■ YOUR OBJECTIVE ■
Repeat the part of the 6 Minute English transcript on anger from "这里是bbclearningenglish. com英语六分钟节目。" up to and including "studio by Jennifer.".

■ EXCERPT ■
[start]
BBC英语六分钟 第167期:愤怒


This is 6 Minute English from BBC Learning English dot com.

这里是bbclearningenglish. com英语六分钟节目。

Rob: Hello and welcome to 6 Minute English from bbclearningenglish. com. My name is Rob and I'm joined in the studio by Jennifer.


Jennifer: Hello.


Rob: In today's programme we are talking about anger—that's the strong feeling you get when you feel someone has treated you badly or unfairly. Now does that sound familiar Jen?


Jennifer: Oh yes. There are many things that make me lose my temper—usually just things that annoy me.


Rob: We'll hear what they are soon and we'll look at why some research says our modern life is making us angrier. But first, keep calm Jen and see if you can answer today's question.


Jennifer: It's OK Rob, I'm in a good mood—I feel happy—so let me have it!


Rob: OK. In a BBC survey, what was found to be the thing that made British people most annoyed? Was it: a) Someone jumping the queue b) Delays on public transport c) Being kept on hold by a call centre.

好的。根据BBC的一项调查,哪件事情最让英国人恼火?A. 他人插队 B. 公交晚点 C. 打不通电话。

Jennifer: I'll go for c) being kept on hold by a call centre because that's very annoying.

我选C. 打不通电话,因为这件事情真的很烦人。

Rob: OK, well, we'll find out if you're right at the end of the programme. Jen, you say that annoys you, does anything else annoy or anger you?
[end]
Coordinate annotation records
[start]
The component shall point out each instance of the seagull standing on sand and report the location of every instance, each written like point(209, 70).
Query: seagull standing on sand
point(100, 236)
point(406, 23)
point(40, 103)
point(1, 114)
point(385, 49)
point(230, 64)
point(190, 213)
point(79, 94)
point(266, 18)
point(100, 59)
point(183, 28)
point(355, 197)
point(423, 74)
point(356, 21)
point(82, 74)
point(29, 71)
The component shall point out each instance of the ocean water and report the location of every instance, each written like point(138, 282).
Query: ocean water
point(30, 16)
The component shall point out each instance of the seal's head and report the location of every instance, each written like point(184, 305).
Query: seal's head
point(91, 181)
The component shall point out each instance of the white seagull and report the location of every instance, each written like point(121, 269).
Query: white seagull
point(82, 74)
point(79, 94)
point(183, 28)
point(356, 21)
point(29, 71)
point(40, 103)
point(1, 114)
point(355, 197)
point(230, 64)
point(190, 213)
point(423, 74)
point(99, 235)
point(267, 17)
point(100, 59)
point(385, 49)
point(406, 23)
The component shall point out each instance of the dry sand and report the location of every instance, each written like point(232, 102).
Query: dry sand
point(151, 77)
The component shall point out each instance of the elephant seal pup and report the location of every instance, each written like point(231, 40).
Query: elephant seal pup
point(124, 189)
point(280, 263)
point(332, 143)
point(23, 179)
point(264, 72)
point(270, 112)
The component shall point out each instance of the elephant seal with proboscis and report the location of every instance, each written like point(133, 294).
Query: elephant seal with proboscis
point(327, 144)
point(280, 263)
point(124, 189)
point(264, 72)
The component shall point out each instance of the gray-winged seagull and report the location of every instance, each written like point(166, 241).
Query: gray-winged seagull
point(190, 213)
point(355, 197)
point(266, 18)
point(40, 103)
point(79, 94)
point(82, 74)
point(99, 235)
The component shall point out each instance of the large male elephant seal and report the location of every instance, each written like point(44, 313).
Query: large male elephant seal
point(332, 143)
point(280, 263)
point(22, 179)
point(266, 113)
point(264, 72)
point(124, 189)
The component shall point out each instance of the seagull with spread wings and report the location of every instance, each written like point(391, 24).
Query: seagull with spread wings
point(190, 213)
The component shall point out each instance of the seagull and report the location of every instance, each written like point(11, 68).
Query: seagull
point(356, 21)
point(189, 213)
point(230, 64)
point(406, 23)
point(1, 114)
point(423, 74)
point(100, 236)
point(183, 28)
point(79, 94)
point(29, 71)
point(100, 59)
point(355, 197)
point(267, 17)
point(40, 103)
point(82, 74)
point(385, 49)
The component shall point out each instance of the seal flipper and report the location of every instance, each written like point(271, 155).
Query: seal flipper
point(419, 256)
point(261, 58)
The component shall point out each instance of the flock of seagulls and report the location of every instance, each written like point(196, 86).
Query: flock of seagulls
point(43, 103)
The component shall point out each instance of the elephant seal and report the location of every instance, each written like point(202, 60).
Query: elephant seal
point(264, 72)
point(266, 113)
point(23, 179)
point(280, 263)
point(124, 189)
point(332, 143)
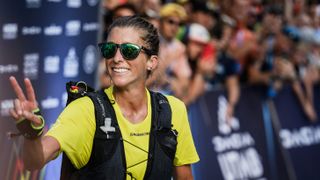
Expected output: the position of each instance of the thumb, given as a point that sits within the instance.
(33, 118)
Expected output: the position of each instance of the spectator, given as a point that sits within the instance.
(173, 73)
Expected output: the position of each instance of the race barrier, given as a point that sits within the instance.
(50, 42)
(266, 139)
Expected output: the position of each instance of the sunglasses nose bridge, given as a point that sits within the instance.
(118, 54)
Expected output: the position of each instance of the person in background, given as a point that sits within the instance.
(130, 52)
(172, 76)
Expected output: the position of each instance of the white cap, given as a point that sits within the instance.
(198, 33)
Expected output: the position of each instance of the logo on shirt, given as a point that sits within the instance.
(107, 127)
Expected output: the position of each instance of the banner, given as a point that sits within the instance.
(298, 135)
(245, 149)
(51, 42)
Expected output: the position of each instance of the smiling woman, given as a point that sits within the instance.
(146, 135)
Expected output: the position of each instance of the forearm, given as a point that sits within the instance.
(33, 154)
(233, 90)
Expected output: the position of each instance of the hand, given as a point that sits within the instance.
(23, 106)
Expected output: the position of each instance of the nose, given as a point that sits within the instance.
(118, 56)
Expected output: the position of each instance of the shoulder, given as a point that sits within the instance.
(173, 101)
(178, 108)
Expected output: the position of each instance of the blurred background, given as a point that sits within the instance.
(248, 71)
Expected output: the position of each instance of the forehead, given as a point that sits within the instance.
(125, 35)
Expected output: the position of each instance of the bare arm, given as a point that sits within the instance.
(233, 88)
(36, 152)
(183, 172)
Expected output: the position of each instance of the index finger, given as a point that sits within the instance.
(30, 92)
(17, 89)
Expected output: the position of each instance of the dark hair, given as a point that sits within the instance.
(124, 6)
(149, 35)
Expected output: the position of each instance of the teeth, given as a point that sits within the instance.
(120, 70)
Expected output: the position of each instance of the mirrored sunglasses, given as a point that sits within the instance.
(128, 51)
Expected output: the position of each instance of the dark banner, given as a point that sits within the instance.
(245, 149)
(51, 42)
(298, 135)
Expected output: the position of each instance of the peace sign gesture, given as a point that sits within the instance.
(24, 105)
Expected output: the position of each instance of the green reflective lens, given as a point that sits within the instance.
(128, 51)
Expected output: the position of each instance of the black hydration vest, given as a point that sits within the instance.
(107, 160)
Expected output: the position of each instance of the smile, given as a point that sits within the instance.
(120, 70)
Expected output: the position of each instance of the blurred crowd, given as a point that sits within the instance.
(228, 43)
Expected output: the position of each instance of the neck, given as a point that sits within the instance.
(133, 103)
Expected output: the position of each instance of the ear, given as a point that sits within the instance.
(152, 63)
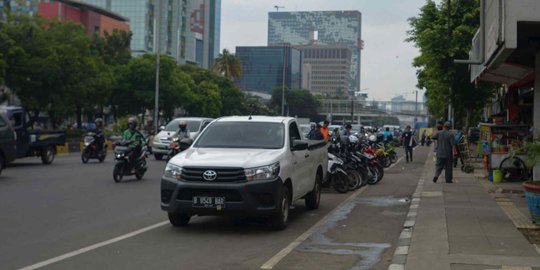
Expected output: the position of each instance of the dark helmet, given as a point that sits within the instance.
(132, 122)
(182, 124)
(99, 122)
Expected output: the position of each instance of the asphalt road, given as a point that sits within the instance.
(55, 210)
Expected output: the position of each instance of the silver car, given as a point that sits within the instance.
(160, 145)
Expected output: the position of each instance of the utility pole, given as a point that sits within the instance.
(278, 7)
(450, 114)
(156, 44)
(283, 81)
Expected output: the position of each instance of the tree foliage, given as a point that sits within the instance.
(228, 65)
(444, 81)
(53, 66)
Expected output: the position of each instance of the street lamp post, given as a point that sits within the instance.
(156, 44)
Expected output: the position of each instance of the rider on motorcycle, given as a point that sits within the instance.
(134, 135)
(100, 137)
(183, 131)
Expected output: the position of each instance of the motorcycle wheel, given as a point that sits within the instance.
(380, 171)
(372, 175)
(393, 157)
(340, 182)
(355, 179)
(84, 157)
(118, 172)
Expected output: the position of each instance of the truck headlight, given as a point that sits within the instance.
(262, 173)
(173, 171)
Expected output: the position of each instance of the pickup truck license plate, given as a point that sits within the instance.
(209, 202)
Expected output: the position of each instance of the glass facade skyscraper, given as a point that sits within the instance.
(332, 27)
(263, 68)
(189, 29)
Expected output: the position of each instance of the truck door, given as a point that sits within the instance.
(301, 167)
(18, 121)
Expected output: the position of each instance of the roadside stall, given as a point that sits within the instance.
(502, 148)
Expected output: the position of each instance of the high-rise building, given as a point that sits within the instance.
(326, 69)
(263, 68)
(189, 29)
(332, 27)
(28, 7)
(94, 19)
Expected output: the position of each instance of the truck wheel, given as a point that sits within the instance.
(313, 198)
(279, 220)
(179, 219)
(47, 155)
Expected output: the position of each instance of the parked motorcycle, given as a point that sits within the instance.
(91, 149)
(123, 166)
(337, 177)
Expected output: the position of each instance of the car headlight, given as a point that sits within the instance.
(262, 173)
(173, 171)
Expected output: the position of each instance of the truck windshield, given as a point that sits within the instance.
(242, 135)
(192, 125)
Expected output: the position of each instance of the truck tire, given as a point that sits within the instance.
(179, 219)
(313, 198)
(279, 220)
(47, 155)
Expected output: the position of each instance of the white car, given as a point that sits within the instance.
(160, 145)
(247, 165)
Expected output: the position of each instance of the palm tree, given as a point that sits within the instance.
(228, 65)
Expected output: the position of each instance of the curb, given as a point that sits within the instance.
(405, 237)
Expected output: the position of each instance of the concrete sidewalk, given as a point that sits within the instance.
(467, 225)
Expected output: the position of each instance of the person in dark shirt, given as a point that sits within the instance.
(408, 143)
(446, 149)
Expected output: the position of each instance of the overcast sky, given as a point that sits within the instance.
(386, 59)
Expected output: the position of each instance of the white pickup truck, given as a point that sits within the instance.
(244, 165)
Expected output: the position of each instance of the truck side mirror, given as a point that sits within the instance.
(299, 145)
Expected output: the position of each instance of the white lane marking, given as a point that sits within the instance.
(94, 246)
(284, 252)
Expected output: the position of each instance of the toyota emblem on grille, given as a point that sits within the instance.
(209, 175)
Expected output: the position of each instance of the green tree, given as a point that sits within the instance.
(136, 90)
(298, 102)
(438, 47)
(228, 65)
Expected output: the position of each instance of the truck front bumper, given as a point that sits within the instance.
(257, 198)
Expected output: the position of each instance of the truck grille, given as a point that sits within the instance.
(194, 174)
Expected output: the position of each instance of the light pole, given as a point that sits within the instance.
(156, 44)
(283, 81)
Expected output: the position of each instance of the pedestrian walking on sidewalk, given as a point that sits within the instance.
(446, 149)
(408, 143)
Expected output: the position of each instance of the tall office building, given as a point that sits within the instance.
(189, 29)
(325, 69)
(29, 7)
(332, 27)
(263, 68)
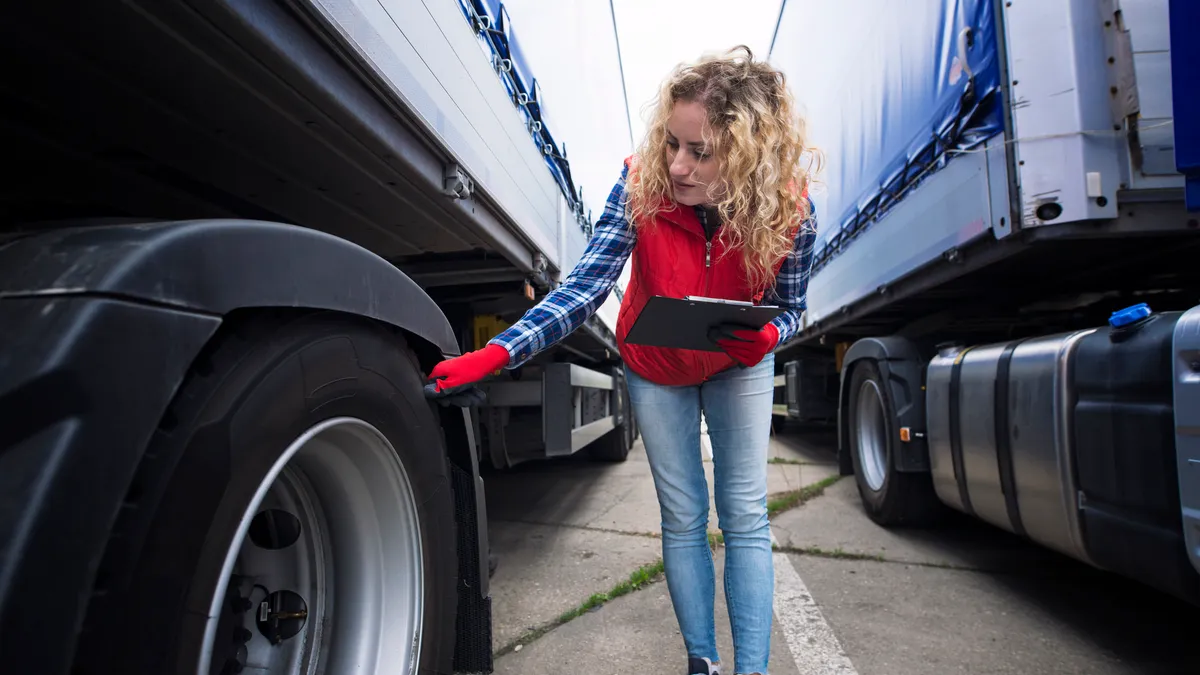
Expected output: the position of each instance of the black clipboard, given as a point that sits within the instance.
(684, 323)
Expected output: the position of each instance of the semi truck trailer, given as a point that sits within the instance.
(234, 239)
(1003, 312)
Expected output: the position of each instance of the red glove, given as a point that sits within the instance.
(748, 347)
(469, 368)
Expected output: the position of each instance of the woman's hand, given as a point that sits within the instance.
(748, 347)
(469, 368)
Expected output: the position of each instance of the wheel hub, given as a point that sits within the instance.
(325, 571)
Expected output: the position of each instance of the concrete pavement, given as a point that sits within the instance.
(961, 598)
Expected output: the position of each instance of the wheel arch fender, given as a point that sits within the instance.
(215, 267)
(903, 368)
(168, 286)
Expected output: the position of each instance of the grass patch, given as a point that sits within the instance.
(715, 539)
(785, 501)
(791, 461)
(641, 577)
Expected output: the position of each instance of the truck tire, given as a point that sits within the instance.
(298, 490)
(891, 497)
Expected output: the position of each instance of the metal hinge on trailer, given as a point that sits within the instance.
(455, 183)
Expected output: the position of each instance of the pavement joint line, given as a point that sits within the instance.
(792, 499)
(585, 527)
(841, 554)
(815, 647)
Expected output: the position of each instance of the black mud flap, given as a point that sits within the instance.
(473, 628)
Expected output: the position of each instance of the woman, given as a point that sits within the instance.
(713, 204)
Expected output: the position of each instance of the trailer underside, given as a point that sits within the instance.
(175, 111)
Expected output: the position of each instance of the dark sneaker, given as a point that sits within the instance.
(702, 667)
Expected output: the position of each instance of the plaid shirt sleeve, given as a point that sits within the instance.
(792, 281)
(583, 290)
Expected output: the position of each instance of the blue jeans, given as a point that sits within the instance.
(737, 406)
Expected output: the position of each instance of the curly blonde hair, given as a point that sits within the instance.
(759, 143)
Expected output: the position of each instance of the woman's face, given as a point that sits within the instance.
(691, 165)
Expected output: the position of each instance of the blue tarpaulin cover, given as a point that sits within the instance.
(889, 89)
(1186, 91)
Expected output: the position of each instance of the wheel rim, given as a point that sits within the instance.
(333, 533)
(871, 431)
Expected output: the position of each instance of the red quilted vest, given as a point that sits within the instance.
(671, 258)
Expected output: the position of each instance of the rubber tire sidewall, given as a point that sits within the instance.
(904, 499)
(234, 417)
(875, 501)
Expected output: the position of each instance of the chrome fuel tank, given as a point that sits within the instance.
(1000, 436)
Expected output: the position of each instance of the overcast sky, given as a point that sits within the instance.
(658, 34)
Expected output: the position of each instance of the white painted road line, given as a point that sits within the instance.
(810, 639)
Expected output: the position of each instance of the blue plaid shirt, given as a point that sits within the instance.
(588, 285)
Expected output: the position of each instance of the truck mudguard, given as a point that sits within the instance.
(904, 370)
(99, 327)
(217, 266)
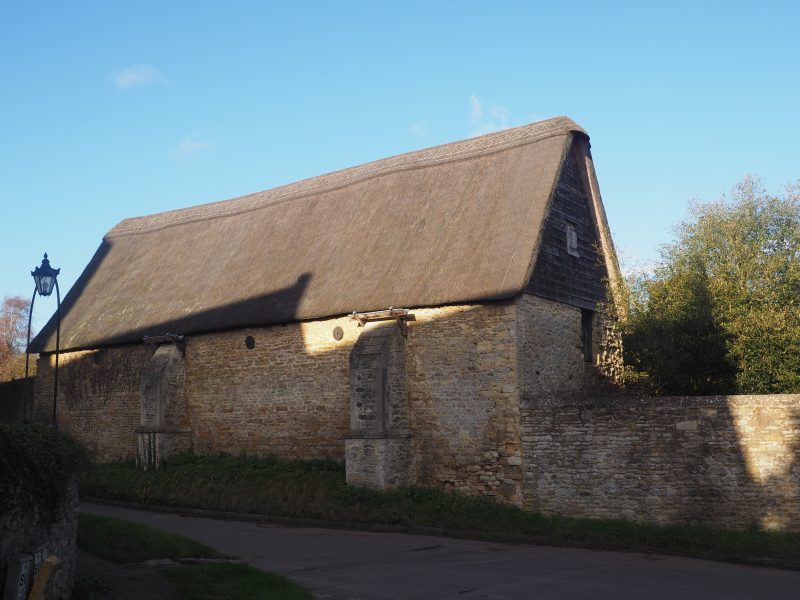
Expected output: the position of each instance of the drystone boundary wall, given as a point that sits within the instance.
(16, 400)
(725, 461)
(27, 538)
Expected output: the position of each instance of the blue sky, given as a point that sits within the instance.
(110, 110)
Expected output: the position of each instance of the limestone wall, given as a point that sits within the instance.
(288, 395)
(98, 397)
(463, 398)
(727, 461)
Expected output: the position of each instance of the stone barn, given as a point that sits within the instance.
(403, 315)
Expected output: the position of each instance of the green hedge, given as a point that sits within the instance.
(36, 465)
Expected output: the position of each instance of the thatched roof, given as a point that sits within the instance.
(451, 224)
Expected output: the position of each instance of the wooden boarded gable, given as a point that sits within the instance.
(575, 274)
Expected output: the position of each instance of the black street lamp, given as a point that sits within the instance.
(46, 277)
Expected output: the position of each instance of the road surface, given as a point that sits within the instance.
(356, 565)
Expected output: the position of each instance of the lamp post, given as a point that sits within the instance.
(46, 278)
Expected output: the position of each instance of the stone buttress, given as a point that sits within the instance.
(378, 447)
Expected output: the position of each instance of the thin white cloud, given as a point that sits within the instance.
(136, 76)
(487, 119)
(419, 130)
(191, 145)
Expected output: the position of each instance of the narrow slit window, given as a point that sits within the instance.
(587, 324)
(572, 241)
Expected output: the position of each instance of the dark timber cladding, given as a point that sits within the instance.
(558, 275)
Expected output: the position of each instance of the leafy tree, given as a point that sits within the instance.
(13, 336)
(721, 313)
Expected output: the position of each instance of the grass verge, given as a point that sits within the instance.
(121, 541)
(317, 489)
(212, 582)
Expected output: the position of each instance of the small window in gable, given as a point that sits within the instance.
(572, 240)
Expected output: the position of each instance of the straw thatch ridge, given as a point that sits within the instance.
(452, 224)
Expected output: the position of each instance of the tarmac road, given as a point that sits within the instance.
(356, 565)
[end]
■ ANSWER IN FULL ■
这里是bbclearningenglish. com英语六分钟节目。

Rob: Hello and welcome to 6 Minute English from bbclearningenglish. com. My name is Rob and I'm joined in the studio by Jennifer.